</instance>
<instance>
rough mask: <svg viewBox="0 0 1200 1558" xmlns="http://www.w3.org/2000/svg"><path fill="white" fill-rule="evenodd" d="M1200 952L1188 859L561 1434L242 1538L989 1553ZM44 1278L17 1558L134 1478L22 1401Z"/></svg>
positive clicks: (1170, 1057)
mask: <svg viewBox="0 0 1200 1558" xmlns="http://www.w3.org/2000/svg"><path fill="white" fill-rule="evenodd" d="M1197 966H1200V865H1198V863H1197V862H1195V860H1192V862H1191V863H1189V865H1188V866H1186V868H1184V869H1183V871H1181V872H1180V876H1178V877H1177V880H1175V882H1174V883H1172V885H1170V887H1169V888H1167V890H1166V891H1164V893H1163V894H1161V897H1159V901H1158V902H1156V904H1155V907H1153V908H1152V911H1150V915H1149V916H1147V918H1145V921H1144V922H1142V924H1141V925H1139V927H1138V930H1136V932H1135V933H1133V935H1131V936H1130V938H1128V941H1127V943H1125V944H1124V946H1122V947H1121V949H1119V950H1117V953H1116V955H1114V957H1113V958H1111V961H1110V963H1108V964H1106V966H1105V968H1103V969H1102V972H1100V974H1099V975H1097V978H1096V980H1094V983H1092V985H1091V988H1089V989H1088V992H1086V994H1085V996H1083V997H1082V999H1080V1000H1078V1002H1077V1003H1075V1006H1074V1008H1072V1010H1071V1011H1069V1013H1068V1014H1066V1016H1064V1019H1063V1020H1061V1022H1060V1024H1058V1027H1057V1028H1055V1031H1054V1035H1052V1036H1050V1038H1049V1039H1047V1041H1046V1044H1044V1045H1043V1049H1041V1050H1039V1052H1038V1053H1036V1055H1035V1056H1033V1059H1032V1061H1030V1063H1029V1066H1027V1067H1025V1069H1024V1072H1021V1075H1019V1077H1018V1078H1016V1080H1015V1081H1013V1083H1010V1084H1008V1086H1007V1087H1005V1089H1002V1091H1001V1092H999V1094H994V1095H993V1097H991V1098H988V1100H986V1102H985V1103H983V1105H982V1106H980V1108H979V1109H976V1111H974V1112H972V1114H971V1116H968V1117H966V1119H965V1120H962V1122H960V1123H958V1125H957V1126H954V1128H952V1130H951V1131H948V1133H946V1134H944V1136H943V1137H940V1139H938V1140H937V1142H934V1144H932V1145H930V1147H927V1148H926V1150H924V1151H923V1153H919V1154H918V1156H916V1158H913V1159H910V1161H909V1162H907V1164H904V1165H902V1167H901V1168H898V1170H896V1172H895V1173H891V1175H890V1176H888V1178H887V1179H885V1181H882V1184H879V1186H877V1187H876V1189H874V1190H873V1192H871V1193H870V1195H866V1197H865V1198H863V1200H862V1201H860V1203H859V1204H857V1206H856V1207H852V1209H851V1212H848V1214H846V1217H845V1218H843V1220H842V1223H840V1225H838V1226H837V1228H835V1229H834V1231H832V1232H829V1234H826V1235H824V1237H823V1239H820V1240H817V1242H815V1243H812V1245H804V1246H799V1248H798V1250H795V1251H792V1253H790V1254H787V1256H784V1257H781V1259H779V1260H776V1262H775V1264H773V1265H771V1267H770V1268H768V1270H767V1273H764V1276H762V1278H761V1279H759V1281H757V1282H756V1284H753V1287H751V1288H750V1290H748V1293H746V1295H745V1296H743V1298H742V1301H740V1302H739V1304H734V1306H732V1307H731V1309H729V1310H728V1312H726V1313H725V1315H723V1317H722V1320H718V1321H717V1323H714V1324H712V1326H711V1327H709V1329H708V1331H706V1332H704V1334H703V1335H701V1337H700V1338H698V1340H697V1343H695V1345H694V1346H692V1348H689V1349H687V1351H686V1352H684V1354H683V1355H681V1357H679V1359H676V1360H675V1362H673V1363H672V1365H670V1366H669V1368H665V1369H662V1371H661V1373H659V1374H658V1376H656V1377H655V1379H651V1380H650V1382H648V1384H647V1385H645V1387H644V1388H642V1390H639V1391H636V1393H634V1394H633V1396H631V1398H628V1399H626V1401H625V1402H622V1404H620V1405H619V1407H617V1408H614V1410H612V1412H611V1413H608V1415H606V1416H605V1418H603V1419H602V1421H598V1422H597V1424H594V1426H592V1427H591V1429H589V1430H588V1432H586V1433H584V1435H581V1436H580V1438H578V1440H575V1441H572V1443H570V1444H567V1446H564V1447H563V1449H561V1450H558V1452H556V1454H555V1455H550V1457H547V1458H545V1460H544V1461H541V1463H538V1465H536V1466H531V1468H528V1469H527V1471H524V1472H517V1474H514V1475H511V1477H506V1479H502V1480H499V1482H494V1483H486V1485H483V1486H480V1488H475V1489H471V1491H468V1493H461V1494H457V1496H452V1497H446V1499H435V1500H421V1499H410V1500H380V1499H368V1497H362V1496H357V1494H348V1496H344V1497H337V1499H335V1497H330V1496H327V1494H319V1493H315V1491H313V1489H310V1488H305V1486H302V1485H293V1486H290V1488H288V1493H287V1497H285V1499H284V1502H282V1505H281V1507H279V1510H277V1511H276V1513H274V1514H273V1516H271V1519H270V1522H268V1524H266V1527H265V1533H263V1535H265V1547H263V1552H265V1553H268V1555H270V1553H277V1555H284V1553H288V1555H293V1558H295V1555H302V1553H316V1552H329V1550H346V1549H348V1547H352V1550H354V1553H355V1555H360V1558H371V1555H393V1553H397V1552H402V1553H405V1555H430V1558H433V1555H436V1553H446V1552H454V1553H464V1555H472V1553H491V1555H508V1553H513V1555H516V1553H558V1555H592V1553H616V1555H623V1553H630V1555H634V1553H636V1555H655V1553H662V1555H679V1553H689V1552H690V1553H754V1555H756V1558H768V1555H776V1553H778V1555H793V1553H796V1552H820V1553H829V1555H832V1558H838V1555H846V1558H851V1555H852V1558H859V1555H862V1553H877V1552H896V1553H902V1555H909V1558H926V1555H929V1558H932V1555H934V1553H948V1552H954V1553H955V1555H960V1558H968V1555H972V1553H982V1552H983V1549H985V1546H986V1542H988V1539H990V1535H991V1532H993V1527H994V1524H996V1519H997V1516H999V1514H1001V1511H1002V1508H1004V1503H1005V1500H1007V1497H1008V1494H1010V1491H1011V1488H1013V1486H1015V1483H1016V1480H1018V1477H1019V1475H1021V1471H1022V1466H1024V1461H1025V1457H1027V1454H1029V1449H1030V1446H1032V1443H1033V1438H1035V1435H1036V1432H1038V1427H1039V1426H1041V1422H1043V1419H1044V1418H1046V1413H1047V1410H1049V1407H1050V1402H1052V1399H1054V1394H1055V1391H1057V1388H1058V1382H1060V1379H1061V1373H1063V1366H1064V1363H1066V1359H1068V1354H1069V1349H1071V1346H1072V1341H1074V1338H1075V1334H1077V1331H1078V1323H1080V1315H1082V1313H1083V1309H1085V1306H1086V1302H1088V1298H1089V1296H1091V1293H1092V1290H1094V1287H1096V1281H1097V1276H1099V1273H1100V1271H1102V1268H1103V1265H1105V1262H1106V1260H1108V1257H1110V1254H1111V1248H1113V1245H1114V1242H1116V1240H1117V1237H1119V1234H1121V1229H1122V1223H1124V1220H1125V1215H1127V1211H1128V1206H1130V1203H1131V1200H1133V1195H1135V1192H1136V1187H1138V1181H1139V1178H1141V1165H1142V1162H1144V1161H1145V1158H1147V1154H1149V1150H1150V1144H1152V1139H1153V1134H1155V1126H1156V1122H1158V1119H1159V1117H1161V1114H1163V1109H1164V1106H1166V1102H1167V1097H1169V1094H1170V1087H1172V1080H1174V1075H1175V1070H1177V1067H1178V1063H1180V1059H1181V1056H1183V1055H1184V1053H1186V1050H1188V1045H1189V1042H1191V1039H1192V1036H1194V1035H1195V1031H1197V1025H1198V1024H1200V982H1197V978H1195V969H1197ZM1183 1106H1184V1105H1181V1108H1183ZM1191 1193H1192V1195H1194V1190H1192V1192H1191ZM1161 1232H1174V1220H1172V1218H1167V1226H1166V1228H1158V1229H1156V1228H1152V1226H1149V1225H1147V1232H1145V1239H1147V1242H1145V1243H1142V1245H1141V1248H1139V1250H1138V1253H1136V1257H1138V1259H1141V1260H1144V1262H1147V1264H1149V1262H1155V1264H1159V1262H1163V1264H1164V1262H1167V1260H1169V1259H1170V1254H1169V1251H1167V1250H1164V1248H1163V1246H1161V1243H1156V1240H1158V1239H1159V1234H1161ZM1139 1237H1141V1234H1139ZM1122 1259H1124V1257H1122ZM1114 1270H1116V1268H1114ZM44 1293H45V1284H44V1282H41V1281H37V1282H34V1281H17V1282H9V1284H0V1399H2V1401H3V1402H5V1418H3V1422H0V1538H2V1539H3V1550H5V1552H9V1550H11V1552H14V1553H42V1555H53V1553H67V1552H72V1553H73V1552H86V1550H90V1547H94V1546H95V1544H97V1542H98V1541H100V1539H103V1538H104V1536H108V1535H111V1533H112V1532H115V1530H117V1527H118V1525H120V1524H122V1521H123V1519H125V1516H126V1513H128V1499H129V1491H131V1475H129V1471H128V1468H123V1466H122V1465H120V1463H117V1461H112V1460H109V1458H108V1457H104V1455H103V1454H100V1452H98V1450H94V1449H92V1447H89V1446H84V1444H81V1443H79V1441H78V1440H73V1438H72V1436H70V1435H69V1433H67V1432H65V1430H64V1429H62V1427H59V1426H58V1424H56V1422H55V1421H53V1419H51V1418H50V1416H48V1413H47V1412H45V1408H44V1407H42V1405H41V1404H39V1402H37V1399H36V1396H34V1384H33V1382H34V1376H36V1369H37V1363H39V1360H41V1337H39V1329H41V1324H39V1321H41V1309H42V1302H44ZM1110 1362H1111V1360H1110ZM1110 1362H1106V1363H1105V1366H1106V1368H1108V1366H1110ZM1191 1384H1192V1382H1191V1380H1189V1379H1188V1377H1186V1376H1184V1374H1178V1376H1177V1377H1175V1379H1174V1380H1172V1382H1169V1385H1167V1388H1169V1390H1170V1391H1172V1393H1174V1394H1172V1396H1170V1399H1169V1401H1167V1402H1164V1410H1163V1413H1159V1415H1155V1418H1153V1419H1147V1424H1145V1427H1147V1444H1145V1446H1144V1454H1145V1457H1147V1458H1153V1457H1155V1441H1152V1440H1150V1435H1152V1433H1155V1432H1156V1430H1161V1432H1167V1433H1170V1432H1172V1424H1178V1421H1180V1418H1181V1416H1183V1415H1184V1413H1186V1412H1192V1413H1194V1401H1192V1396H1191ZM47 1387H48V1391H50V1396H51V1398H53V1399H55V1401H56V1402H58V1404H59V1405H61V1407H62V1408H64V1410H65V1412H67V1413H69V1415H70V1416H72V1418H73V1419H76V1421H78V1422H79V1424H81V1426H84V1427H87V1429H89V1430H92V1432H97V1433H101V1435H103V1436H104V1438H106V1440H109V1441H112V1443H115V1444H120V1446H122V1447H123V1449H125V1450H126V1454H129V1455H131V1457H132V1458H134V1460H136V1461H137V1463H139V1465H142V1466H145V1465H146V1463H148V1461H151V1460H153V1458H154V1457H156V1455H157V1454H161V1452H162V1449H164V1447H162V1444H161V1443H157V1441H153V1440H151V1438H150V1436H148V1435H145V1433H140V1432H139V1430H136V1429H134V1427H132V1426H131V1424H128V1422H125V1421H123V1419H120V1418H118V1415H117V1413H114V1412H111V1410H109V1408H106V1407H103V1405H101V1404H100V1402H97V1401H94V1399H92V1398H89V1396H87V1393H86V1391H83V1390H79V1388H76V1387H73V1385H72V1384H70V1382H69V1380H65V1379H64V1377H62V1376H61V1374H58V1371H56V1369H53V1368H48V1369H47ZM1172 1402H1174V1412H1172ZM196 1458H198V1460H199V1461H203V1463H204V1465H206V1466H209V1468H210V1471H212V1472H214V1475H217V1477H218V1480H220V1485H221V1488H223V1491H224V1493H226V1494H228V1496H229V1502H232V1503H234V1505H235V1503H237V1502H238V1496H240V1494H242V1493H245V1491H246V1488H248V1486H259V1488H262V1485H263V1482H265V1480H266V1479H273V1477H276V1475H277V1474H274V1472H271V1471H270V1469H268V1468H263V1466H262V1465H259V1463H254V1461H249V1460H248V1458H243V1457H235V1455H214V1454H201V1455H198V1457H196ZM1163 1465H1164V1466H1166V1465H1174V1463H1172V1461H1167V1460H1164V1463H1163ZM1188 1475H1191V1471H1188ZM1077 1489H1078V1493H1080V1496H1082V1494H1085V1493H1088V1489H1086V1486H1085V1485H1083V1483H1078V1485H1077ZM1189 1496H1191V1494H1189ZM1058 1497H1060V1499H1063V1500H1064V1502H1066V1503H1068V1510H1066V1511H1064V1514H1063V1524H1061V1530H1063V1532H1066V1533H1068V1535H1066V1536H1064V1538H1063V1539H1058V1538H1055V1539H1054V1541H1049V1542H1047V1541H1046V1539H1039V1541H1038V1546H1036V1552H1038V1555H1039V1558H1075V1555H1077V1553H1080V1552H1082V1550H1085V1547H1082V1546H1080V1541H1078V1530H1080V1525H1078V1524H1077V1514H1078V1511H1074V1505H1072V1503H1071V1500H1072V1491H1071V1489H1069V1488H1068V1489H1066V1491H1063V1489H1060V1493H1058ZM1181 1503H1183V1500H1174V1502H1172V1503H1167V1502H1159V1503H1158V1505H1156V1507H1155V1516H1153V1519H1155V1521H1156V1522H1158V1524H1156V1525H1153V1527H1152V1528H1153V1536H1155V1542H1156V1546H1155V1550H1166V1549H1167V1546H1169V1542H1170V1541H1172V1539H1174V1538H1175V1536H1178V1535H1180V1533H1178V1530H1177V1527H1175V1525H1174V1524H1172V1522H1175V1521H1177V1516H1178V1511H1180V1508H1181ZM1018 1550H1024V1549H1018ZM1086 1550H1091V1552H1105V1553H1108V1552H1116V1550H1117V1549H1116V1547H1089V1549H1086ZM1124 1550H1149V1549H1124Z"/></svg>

-*-*-

**What this task involves:**
Reply with the lines from the first line of the entries through the line that contains "rough mask: <svg", repeated exactly with both ends kept, and with nothing else.

**Problem solution:**
</instance>
<instance>
rough mask: <svg viewBox="0 0 1200 1558" xmlns="http://www.w3.org/2000/svg"><path fill="white" fill-rule="evenodd" d="M1200 952L1188 859L561 1434L242 1538L989 1553ZM44 1278L17 1558L134 1478L22 1401Z"/></svg>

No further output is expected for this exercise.